*** Extract provided Section Begins ***

Regulatory mechanisms and functions of RORγt⁺ antigen-presenting cells in the tumor microenvironment of non-small cell lung cancer.

Non-small cell lung cancer (NSCLC) shows heterogeneity in benefit from immunotherapy across stages and biomarkers, underscoring the need to define tumor-microenvironment (TME) circuits that shape immune activation, spatial organization, and adaptive resistance. Beyond classical APCs, an emerging family of MHC-II⁺, RORγt-expressing APCs-including group 3 innate lymphoid cells (ILC3s), extrathymic AIRE⁺ cells (eTACs), and DC-like populations-has been reported in barrier and lymphoid tissues, shaping type-3 immunity, Th17 differentiation, tolerance, and tertiary lymphoid structure (TLS) biology. Direct phenotypic and functional characterization of bona fide RORγt⁺ APCs in human NSCLC remains limited, and many tumor-derived signals more plausibly reflect RORC-associated, type-3-skewing APC programs rather than confirmed RORγt⁺ identities. In this hypothesis-driven review, we integrate RORγt-linked APC biology, Th17 plasticity, and NSCLC immunobiology to propose a "TME signaling-RORγt-related APC programs-Th17 axis." To prevent terminology drift, we adopt an evidence-tiered framework distinguishing bona fide RORγt⁺ APCs from inferred RORγt-associated states, and we describe functional variation using module-based descriptors (APC-program-high vs tolerogenic/TLS-linked bias). We further outline how cytokine-chemokine modules-notably CCR6-CCL20-and spatial TLS niches might couple APC programs to Th17 positioning and downstream CD8⁺ T-cell immunity, while emphasizing context-dependent bidirectionality (immune-supportive vs tumor-promoting inflammation). Finally, we highlight two regulatory modules-hypoxia-lactate/adenosine and lipid-ligand tuning of the RORγt ligand-binding domain-as plausible upstream levers that could remodel antigen presentation and type-3 outputs. Translational implications-including RORγt agonism, TME remodeling, and stage-aware biomarker hypotheses with minimally invasive profiling in malignant pleural effusion-are presented as testable hypotheses requiring validation in stage-resolved human NSCLC cohorts and mechanistic studies.

*** Extract provided Section Ends ***
*** Dataset extract Section Begins ***

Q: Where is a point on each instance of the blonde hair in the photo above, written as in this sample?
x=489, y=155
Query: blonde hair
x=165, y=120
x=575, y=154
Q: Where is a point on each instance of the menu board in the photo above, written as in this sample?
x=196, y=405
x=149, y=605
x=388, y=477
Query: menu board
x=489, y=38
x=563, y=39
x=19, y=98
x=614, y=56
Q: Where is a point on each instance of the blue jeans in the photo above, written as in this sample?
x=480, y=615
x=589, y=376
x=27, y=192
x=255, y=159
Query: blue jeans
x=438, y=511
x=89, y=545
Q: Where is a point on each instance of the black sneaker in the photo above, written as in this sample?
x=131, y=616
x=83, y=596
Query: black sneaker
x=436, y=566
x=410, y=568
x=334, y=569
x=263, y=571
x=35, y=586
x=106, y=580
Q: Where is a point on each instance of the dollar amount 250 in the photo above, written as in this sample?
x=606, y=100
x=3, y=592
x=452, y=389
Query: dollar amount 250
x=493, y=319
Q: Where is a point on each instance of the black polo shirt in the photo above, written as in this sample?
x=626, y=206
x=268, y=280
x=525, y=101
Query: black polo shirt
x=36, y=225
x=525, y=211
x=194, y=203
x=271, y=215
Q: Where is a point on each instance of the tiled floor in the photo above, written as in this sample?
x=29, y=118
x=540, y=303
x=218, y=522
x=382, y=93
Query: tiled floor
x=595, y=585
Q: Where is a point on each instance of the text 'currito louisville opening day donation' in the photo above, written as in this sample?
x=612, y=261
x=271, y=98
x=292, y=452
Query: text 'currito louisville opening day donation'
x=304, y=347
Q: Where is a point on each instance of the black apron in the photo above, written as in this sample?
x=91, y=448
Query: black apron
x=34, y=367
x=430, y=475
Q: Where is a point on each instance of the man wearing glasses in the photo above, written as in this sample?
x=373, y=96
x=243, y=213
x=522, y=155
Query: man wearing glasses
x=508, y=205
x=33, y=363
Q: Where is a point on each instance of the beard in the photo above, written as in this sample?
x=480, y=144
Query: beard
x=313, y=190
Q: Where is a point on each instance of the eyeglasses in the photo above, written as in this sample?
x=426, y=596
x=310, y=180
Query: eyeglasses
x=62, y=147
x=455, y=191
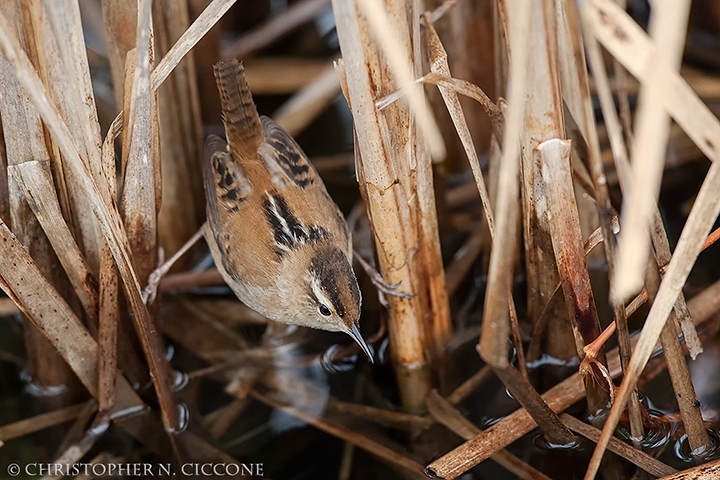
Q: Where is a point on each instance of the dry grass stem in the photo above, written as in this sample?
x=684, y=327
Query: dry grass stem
x=305, y=105
x=345, y=434
x=564, y=229
x=402, y=71
x=444, y=412
x=282, y=75
x=453, y=464
x=698, y=225
x=493, y=346
x=620, y=155
x=299, y=13
x=638, y=457
x=668, y=24
x=40, y=422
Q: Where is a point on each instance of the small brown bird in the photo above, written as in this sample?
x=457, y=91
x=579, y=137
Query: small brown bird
x=276, y=236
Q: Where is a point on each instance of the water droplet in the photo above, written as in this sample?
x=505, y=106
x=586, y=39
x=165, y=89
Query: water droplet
x=183, y=419
x=430, y=473
x=684, y=453
x=36, y=390
x=180, y=380
x=332, y=363
x=543, y=443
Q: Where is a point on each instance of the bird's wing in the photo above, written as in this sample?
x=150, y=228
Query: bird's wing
x=226, y=188
x=285, y=160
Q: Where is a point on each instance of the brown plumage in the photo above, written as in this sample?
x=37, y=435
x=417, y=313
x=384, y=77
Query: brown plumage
x=275, y=234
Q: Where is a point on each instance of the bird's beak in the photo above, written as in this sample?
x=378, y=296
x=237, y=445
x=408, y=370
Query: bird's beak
x=357, y=336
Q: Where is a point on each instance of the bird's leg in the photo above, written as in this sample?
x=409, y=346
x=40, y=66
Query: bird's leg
x=149, y=292
x=377, y=279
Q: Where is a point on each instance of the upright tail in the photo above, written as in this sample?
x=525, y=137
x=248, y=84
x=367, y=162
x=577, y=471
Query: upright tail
x=242, y=123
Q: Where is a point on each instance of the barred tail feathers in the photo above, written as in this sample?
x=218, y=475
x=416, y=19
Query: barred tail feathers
x=242, y=123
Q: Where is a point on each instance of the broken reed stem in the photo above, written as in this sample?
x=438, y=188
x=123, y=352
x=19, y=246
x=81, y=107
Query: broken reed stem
x=667, y=28
x=440, y=67
x=344, y=433
x=445, y=413
x=620, y=155
x=297, y=14
x=702, y=307
x=26, y=151
x=564, y=229
x=390, y=167
x=306, y=104
x=701, y=125
x=542, y=121
x=636, y=456
x=685, y=395
x=493, y=341
x=576, y=89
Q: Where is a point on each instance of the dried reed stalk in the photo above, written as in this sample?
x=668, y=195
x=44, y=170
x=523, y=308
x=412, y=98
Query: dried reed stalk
x=667, y=28
x=181, y=143
x=444, y=413
x=690, y=116
x=392, y=170
x=306, y=104
x=576, y=92
x=566, y=393
x=296, y=15
x=25, y=144
x=564, y=229
x=498, y=300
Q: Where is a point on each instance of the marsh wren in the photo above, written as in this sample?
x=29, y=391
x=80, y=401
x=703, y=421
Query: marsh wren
x=277, y=238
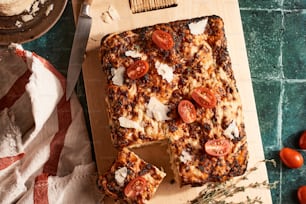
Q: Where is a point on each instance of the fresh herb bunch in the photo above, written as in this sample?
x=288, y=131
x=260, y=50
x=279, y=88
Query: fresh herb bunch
x=216, y=193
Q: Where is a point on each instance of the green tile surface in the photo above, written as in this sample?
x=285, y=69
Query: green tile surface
x=278, y=30
x=275, y=35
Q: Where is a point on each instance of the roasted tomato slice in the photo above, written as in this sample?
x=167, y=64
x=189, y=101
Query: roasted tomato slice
x=187, y=111
x=291, y=158
x=217, y=147
x=162, y=39
x=138, y=69
x=302, y=194
x=135, y=187
x=204, y=97
x=302, y=140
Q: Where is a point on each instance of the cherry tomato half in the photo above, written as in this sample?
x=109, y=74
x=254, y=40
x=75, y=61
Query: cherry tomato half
x=302, y=194
x=138, y=69
x=162, y=39
x=187, y=111
x=291, y=158
x=302, y=140
x=135, y=187
x=204, y=97
x=218, y=147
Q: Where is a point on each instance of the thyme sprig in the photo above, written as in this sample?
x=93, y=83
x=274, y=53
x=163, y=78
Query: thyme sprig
x=216, y=193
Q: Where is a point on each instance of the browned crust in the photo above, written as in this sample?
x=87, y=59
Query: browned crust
x=210, y=123
x=135, y=167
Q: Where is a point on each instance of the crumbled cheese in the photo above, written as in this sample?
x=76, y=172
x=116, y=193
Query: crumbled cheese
x=26, y=18
x=231, y=131
x=165, y=71
x=120, y=176
x=110, y=15
x=35, y=7
x=18, y=24
x=118, y=75
x=106, y=17
x=157, y=110
x=198, y=27
x=113, y=13
x=133, y=54
x=49, y=9
x=127, y=123
x=185, y=157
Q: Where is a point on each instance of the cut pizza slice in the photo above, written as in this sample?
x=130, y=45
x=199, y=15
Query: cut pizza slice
x=131, y=179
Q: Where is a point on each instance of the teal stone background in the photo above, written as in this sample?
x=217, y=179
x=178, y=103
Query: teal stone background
x=275, y=36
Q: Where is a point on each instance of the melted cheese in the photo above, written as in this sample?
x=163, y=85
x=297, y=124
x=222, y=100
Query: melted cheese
x=198, y=27
x=133, y=54
x=185, y=157
x=120, y=176
x=157, y=110
x=231, y=131
x=127, y=123
x=165, y=71
x=118, y=75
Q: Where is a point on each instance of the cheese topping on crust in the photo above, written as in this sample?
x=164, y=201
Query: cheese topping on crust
x=231, y=131
x=118, y=75
x=157, y=110
x=198, y=27
x=120, y=175
x=133, y=54
x=127, y=123
x=145, y=110
x=165, y=71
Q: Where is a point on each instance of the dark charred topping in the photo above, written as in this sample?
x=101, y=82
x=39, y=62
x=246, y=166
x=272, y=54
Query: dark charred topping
x=206, y=127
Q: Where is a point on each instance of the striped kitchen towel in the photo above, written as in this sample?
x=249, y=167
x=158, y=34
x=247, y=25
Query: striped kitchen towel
x=45, y=151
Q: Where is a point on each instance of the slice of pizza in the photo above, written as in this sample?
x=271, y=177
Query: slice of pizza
x=174, y=82
x=131, y=179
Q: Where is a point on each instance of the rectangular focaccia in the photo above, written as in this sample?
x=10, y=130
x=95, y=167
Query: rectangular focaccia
x=131, y=179
x=186, y=95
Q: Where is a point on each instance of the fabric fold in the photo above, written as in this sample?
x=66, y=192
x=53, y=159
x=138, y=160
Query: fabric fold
x=44, y=144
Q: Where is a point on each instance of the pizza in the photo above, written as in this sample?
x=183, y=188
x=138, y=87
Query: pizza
x=173, y=83
x=131, y=179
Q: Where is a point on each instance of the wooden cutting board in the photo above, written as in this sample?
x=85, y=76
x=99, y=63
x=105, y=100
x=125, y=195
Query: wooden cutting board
x=94, y=80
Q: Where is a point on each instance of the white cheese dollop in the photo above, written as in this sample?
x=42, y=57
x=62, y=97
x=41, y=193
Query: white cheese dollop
x=198, y=27
x=118, y=75
x=231, y=131
x=157, y=110
x=113, y=13
x=165, y=71
x=120, y=176
x=127, y=123
x=133, y=54
x=185, y=157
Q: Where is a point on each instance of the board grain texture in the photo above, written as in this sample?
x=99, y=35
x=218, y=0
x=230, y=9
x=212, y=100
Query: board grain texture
x=95, y=82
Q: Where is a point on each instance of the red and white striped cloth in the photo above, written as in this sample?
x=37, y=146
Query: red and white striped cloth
x=45, y=151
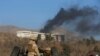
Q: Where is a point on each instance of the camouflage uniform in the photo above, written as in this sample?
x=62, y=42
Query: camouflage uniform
x=33, y=49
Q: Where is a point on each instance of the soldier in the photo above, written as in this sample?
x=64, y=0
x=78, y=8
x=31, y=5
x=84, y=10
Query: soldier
x=33, y=48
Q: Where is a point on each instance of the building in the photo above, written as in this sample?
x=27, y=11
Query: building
x=24, y=34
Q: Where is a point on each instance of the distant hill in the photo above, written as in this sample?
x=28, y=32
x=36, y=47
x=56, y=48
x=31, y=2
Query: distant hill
x=12, y=29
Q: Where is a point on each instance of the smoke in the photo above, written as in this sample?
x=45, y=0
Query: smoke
x=71, y=14
x=84, y=18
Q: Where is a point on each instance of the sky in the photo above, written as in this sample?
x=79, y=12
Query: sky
x=33, y=14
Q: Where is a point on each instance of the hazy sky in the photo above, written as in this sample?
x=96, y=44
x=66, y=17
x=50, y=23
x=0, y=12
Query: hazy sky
x=35, y=13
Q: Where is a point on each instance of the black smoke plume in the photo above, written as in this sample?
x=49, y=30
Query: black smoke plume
x=64, y=16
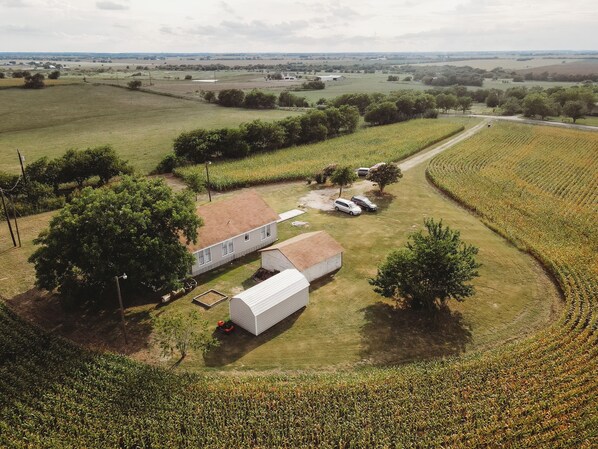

*** Dataset extract Section Ends ***

| Exercise goal |
According to the lung cancer review abstract, which two regulatory modules are highlighted as plausible upstream levers? These items have no role here.

| Solution to this exercise |
Hypoxia-lactate/adenosine and lipid-ligand tuning of the RORγt ligand-binding domain.